### [提示された文章]
結果的にいくつか小さな地震は起こったものの、大きな地震や被害はなく、本当にほっとしましたが、呼びかけの時期がお盆の帰省や夏休みと重なったことで多くの混乱も生じました。
この一連の流れを見て、リスクが起きる前に備える難しさを感じました。
本日はリスクマネジメントについて考えてみたいと思います。
リスクマネジメントは、リスクを識別し、そのリスクの重要性を評価し、その重要性に応じた対策を実施することで、リスク全体を管理するプロセスです。基本的なステップは以下の通りです。
1.リスクの識別:まずはリスクを特定します。
リスクは「目標達成を妨げる不確実性」のことで、例えば「自然災害によって人命に危険が及ぶリスク」などです。また、自然災害といっても、それだけでは具体性がないため、「地震による津波」「大雨による土砂災害」といったように、対応が取れるレベルまでリスクを細分化して識別します。
2.リスクアセスメント:識別したリスクの重要性を評価します。

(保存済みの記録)
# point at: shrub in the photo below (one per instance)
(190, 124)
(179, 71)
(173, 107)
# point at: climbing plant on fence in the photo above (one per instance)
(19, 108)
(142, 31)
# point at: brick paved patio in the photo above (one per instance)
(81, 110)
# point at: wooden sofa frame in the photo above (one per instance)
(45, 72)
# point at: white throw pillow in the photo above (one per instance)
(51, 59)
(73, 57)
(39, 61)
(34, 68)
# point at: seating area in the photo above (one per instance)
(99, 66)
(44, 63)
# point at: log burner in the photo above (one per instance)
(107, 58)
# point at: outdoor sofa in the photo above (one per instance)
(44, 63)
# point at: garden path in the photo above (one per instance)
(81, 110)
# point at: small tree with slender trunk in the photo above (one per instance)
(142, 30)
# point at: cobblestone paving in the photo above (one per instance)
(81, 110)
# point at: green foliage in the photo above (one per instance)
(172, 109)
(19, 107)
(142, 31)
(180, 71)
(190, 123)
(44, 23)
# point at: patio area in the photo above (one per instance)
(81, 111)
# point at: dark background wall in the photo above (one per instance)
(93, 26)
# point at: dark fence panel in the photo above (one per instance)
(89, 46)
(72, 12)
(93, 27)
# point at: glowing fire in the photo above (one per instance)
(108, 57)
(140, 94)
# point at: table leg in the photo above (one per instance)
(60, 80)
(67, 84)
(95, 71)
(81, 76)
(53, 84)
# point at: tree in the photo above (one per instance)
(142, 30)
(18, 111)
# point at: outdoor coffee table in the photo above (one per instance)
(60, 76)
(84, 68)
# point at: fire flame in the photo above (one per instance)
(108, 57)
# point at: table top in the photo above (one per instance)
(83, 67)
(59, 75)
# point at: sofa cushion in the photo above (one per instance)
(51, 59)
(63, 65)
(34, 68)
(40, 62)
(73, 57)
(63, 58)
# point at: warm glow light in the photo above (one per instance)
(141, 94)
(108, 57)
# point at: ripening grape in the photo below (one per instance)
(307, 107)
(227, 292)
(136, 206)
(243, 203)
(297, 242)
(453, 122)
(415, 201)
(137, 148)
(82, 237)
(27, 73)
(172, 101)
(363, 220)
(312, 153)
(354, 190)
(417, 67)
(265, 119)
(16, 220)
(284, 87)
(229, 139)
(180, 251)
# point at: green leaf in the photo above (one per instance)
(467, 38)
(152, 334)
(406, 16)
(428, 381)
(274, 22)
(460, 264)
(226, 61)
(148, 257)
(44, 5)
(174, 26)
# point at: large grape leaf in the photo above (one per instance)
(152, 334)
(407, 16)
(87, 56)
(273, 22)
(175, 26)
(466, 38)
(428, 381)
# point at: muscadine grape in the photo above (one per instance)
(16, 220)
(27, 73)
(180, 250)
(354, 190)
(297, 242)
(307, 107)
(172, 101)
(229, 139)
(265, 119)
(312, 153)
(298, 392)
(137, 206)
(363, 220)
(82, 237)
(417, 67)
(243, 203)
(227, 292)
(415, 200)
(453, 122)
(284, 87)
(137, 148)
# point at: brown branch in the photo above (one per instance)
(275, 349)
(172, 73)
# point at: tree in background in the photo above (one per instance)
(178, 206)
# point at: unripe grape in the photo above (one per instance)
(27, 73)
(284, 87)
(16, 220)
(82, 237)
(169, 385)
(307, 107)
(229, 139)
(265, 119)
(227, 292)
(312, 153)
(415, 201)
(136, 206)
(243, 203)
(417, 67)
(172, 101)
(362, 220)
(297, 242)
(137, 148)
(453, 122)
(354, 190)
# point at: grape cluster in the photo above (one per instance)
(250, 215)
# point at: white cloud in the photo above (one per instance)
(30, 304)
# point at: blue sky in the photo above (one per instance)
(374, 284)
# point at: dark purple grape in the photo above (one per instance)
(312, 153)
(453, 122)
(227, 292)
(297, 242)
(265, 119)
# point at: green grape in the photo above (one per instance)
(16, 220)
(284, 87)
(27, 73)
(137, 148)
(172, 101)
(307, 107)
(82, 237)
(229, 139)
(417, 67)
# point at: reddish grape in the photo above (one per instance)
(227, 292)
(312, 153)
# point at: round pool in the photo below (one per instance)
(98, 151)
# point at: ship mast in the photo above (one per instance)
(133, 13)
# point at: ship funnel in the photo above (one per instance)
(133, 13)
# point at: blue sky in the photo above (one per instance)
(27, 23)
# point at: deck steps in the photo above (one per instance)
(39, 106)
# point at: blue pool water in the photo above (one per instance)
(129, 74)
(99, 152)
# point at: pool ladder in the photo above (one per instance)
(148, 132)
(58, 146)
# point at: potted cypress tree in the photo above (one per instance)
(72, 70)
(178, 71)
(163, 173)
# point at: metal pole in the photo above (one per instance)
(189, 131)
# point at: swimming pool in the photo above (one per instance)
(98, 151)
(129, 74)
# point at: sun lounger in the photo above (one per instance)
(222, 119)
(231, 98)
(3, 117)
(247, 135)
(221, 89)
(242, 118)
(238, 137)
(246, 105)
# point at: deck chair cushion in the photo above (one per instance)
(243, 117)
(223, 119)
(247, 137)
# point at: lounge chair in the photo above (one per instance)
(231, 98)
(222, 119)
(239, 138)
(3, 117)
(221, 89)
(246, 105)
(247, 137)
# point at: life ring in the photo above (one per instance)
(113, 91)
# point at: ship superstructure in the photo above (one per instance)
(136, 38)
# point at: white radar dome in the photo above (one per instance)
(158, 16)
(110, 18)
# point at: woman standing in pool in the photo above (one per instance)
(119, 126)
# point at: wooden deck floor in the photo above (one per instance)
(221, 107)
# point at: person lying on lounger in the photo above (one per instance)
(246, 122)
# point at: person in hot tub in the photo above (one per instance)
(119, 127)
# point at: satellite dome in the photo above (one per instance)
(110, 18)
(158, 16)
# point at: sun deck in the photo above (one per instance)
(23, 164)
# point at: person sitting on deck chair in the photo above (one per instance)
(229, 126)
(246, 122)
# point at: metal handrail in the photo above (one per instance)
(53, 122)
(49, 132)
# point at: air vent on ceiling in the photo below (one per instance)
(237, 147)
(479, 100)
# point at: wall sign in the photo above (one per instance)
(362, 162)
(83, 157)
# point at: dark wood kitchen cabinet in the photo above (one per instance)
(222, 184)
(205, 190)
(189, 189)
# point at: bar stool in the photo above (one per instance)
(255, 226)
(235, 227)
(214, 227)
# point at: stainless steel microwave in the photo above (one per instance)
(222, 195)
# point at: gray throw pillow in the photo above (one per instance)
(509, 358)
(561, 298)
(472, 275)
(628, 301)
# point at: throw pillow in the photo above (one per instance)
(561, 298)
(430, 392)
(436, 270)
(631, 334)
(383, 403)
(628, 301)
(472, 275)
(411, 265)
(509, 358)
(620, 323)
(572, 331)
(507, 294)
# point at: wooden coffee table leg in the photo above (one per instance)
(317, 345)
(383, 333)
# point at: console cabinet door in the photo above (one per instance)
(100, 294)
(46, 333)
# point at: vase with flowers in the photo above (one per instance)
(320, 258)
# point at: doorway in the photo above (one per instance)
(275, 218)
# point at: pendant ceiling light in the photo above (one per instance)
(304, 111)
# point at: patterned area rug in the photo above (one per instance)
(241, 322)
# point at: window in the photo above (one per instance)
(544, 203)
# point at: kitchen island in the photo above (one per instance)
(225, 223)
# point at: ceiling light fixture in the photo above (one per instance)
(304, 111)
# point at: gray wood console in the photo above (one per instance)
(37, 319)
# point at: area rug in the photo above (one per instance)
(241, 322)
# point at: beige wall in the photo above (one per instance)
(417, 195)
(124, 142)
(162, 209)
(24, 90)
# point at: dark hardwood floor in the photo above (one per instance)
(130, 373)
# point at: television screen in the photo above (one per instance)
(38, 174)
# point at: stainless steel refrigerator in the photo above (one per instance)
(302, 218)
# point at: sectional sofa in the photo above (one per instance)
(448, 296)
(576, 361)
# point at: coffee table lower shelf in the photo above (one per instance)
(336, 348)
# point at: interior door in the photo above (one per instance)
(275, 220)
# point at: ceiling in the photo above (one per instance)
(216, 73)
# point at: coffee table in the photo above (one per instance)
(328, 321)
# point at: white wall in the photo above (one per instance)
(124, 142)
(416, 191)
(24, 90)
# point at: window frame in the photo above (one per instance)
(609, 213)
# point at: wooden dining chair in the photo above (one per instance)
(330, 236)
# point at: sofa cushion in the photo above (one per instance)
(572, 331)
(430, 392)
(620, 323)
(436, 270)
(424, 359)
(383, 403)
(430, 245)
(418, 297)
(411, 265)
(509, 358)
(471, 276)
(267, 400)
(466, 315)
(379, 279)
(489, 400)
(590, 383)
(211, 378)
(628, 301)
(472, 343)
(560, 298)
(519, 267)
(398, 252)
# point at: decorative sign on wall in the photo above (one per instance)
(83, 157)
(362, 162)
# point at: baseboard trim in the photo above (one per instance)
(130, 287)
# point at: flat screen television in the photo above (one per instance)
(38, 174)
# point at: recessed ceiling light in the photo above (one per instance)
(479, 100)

### [短い課題 A]
保存済みの記録のうち、「# point at: coffee table lower」を含む行から最後の行までを、指示の行も含めて両端とも書き出してください。その際、答えの座標の数値はすべて2.6倍し、小数点以下を四捨五入して整数にしてください（0.5は切り上げ）。
### [短い課題 B]
リスクマネジメントについての文章を、最後の文の後から書き継いでください。

### [最終的な答え A]
# point at: coffee table lower shelf in the photo above (one per instance)
(874, 905)
# point at: interior door in the photo above (one per instance)
(715, 572)
# point at: ceiling in the photo above (one per instance)
(562, 190)
# point at: coffee table in the photo above (one per instance)
(853, 835)
# point at: white wall in the photo above (one per instance)
(322, 369)
(1082, 497)
(62, 234)
# point at: window frame in the photo above (one per instance)
(1583, 554)
# point at: wooden dining chair in the photo above (one per instance)
(858, 614)
# point at: sofa cushion in the photo above (one per instance)
(1487, 861)
(1118, 1019)
(1612, 840)
(1134, 702)
(1102, 933)
(996, 1048)
(1118, 637)
(1087, 772)
(1069, 689)
(1323, 931)
(1225, 718)
(694, 1040)
(1212, 819)
(985, 725)
(1271, 1040)
(1534, 996)
(549, 983)
(1633, 783)
(1227, 892)
(1456, 775)
(1349, 694)
(1035, 655)
# point at: decorative sign on wall in the photo above (one per instance)
(216, 408)
(941, 421)
# point at: baseboard trim in the photo above (one per instance)
(338, 746)
# point at: flat screen television in the photo above (one per instance)
(99, 452)
# point at: recessed ceiling light in the photo above (one per instance)
(1245, 260)

### [最終的な答え B]
評価の視点は、そのリスクが発現したときの影響の大きさや発生頻度などで行うことが一般的です。例えば、「南海トラフ地震が発生して津波が生じ、人命に大きな影響を及ぼすリスク」については、その影響の大きさは甚大です。一方で、発生可能性は高くはありません。今回の件で報道されて初めて知ったのですが、大地震の発生可能性は0.01%だそうです(これが今回0.05%に上がったとのこと)。
3.リスクへの対応:リスクアセスメントの結果に基づいてリスクへ対応します。
リスクへの対応とは、「低減」「転嫁」「回避」「受容」のことです。例えば、南海トラフ大地震によるリスクであれば、以下のような対応が考えられます。
・低減:避難経路の確認や備蓄品を備えることで損害を小さくする
・転嫁:地震保険などをかけて、保険会社にリスクを転嫁する
・回避:南海トラフの影響を受けるエリアに行かない
・受容:特に何もしない
4.モニタリング:リスクマネジメントは、一度対応方法を決めればおしまいではなく、継続的に見直しを行うべきものです。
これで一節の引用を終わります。